__Task objective__:
Each entry that follows must be output without any deviation.

__Records supplied__:
━━━━━━
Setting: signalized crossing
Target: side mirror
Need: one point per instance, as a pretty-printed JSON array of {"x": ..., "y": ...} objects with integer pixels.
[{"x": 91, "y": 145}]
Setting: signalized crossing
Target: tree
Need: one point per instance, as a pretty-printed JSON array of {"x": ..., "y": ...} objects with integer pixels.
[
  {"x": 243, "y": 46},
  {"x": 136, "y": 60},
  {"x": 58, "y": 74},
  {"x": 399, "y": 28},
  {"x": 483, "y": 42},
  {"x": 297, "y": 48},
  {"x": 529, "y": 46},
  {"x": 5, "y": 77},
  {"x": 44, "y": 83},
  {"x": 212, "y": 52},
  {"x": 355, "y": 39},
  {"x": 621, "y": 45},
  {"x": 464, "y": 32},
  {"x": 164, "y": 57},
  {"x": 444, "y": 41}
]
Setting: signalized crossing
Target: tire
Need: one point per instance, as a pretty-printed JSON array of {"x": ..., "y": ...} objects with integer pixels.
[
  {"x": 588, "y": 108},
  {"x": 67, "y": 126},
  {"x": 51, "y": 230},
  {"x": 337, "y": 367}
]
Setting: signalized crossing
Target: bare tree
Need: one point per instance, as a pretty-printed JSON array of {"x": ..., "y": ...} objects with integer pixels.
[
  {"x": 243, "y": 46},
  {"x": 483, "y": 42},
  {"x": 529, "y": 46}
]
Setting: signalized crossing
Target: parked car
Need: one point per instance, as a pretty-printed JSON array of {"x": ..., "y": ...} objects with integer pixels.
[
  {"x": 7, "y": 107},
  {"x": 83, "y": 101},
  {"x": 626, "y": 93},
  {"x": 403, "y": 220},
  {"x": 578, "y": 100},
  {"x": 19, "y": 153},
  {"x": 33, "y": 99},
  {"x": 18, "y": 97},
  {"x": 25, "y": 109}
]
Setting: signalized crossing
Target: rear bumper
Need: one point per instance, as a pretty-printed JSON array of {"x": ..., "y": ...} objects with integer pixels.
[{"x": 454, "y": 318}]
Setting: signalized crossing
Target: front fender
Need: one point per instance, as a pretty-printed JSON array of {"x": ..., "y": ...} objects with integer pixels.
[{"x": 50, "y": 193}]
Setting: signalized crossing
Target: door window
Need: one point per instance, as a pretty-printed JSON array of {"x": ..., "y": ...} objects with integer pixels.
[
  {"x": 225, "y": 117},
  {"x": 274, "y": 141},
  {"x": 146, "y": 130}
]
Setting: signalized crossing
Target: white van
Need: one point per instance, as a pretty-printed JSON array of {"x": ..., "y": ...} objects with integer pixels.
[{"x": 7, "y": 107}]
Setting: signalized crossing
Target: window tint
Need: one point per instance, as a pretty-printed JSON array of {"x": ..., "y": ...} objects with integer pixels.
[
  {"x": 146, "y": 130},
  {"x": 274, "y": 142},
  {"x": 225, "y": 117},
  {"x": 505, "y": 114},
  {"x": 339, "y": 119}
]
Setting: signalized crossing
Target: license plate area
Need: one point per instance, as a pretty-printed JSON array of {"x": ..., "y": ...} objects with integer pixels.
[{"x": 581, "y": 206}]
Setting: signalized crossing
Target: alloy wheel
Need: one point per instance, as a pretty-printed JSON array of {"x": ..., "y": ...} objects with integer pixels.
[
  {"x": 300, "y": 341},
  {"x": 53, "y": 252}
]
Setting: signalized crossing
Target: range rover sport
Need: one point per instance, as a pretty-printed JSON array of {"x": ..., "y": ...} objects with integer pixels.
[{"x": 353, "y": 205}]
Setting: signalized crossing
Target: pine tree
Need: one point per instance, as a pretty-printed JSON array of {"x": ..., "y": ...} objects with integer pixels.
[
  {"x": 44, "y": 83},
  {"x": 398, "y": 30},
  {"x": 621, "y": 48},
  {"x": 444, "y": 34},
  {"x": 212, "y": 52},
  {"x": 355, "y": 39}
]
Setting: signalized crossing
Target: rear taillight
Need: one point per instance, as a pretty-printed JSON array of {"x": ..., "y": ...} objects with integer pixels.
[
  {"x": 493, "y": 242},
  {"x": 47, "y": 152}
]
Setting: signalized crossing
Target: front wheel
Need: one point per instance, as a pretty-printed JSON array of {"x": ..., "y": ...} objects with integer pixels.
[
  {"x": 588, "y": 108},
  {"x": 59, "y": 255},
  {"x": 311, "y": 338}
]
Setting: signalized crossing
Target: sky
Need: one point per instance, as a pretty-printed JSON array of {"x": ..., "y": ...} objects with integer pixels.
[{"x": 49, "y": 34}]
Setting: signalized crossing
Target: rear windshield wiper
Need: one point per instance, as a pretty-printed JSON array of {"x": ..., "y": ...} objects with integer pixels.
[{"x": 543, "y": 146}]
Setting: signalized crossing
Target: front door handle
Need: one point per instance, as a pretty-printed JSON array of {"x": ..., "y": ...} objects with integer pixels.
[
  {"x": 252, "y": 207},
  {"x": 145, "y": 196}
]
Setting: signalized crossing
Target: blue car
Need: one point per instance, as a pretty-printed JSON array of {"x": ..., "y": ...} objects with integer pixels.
━━━━━━
__Finished task__:
Setting: signalized crossing
Target: side mirror
Need: one point per instance, as a pretty-printed JSON array of {"x": ..., "y": ...} objects with integer pixels.
[{"x": 91, "y": 145}]
Setting: signalized crossing
Target: tree
Need: one point per instance, as a pretty-printed JSON array of {"x": ..., "y": ...} objects with integer pixels.
[
  {"x": 243, "y": 46},
  {"x": 136, "y": 60},
  {"x": 58, "y": 74},
  {"x": 399, "y": 28},
  {"x": 483, "y": 42},
  {"x": 297, "y": 48},
  {"x": 529, "y": 46},
  {"x": 5, "y": 77},
  {"x": 44, "y": 83},
  {"x": 212, "y": 52},
  {"x": 355, "y": 39},
  {"x": 621, "y": 45},
  {"x": 464, "y": 32},
  {"x": 164, "y": 57},
  {"x": 444, "y": 41}
]
Setting: signalized crossing
Target: tire
Need: one point per instance, as a pretty-printed JSON array of {"x": ..., "y": ...} objects with integer pixels.
[
  {"x": 588, "y": 108},
  {"x": 67, "y": 126},
  {"x": 51, "y": 230},
  {"x": 337, "y": 367}
]
Setting: signalized crossing
Target: bare tree
Need: one point per instance, as a pretty-printed JSON array of {"x": ..., "y": ...} objects with integer pixels.
[
  {"x": 243, "y": 46},
  {"x": 483, "y": 42},
  {"x": 529, "y": 46}
]
Setting: signalized crossing
Target: parked car
Need: one point per instance, as a pretty-printed JSON array of {"x": ..., "y": ...} objects with integer pixels.
[
  {"x": 7, "y": 107},
  {"x": 83, "y": 101},
  {"x": 626, "y": 93},
  {"x": 403, "y": 220},
  {"x": 578, "y": 100},
  {"x": 19, "y": 153},
  {"x": 33, "y": 99},
  {"x": 18, "y": 97},
  {"x": 25, "y": 109}
]
Setting: signalized crossing
Target: rear bumper
Need: one point per instance, as a pretty-printed JSON array of {"x": ..., "y": ...} objects with integer pixels.
[{"x": 454, "y": 318}]
Setting: signalized crossing
Target: front fender
Need: one point per instance, as a pretty-printed JSON array of {"x": ..., "y": ...} objects with integer pixels.
[{"x": 50, "y": 193}]
Setting: signalized crossing
Target: door window
Need: one point per instance, as a pretty-printed JSON array of {"x": ..., "y": ...} objects with integer pixels.
[
  {"x": 225, "y": 117},
  {"x": 274, "y": 141},
  {"x": 146, "y": 130}
]
Setting: signalized crossing
Target: white van
Need: one point per instance, as a pretty-printed JSON array of {"x": ..., "y": ...} objects with integer pixels.
[{"x": 7, "y": 107}]
Setting: signalized crossing
Target: window tint
Need: one point per instance, as a pretty-printed JSON array of {"x": ..., "y": ...} objects with integer pixels.
[
  {"x": 146, "y": 130},
  {"x": 274, "y": 142},
  {"x": 225, "y": 117},
  {"x": 505, "y": 114},
  {"x": 339, "y": 119}
]
Setting: signalized crossing
Target: license plate area
Need: one point per instance, as a pretty-printed JSON array of {"x": ..., "y": ...} objects with integer pixels.
[{"x": 581, "y": 206}]
Setting: signalized crossing
Target: alloy wheel
Need: one point per instance, as a pretty-printed JSON array of {"x": ..., "y": ...} objects with integer pixels.
[
  {"x": 300, "y": 341},
  {"x": 53, "y": 252}
]
Setting: signalized crossing
Target: range rover sport
Need: one point per instance, as a pretty-printed JSON array of {"x": ..., "y": ...} objects with integer pixels.
[{"x": 353, "y": 205}]
Setting: signalized crossing
Target: pine tree
Need: one point per instance, as a pretty-printed JSON array of {"x": ..., "y": ...} objects with integer pixels.
[
  {"x": 44, "y": 83},
  {"x": 398, "y": 30},
  {"x": 621, "y": 48},
  {"x": 444, "y": 34},
  {"x": 212, "y": 52},
  {"x": 355, "y": 39}
]
Setting: signalized crossing
Target: rear taillight
Need: one point per instance, as a pretty-printed JSON array of {"x": ..., "y": ...} objects with integer pixels.
[
  {"x": 493, "y": 242},
  {"x": 47, "y": 152}
]
Setting: signalized crossing
Target: front wheel
Need: one point per instance, as a pretty-printed JSON array of {"x": ..., "y": ...} objects with integer pixels.
[
  {"x": 588, "y": 108},
  {"x": 59, "y": 255},
  {"x": 311, "y": 338}
]
Setting: signalized crossing
Target: sky
Need: one point per instance, as a pretty-printed JSON array of {"x": ..., "y": ...} objects with integer pixels.
[{"x": 49, "y": 34}]
Setting: signalized crossing
Target: rear windshield wiper
Need: one point per instance, as a pretty-printed JSON array of {"x": ..., "y": ...} objects with integer pixels.
[{"x": 543, "y": 146}]
Setting: signalized crossing
Target: front door handle
Need: one point per instance, as a pretty-printed JSON array of {"x": ..., "y": ...} objects with integer pixels.
[
  {"x": 252, "y": 207},
  {"x": 145, "y": 196}
]
Setting: signalized crossing
Target: blue car
Need: one point per instance, as a pretty-printed JSON array of {"x": ..., "y": ...} objects with integer pixels.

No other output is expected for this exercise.